__Exercise objective__. Search the material below for the word "give". Copy every line that has it.

__Data shown__.

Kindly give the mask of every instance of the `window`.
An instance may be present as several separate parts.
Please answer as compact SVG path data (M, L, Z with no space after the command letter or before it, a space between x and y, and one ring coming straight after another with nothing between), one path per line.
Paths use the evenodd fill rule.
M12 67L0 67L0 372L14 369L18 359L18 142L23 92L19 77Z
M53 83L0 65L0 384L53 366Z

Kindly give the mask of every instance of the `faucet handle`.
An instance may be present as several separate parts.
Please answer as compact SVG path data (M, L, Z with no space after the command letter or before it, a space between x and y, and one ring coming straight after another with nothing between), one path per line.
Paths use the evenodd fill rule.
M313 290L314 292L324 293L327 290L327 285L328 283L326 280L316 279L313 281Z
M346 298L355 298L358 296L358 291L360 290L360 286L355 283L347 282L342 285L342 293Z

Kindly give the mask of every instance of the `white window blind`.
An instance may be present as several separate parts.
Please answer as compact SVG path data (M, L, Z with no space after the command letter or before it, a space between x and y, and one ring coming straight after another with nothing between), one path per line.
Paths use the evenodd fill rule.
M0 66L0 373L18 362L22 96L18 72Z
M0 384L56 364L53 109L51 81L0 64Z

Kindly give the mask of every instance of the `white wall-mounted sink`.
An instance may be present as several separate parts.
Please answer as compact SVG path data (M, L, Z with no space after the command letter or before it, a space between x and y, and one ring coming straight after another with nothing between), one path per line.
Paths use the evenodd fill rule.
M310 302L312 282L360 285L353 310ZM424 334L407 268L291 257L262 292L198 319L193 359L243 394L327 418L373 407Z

__Result of this exercise__.
Kindly give the mask of every instance of the `window`.
Kindly give the mask of every instance of the `faucet handle`.
Kindly give the mask of every instance of the `white window blind`.
Kindly give the mask of every instance of the `white wall-mounted sink`.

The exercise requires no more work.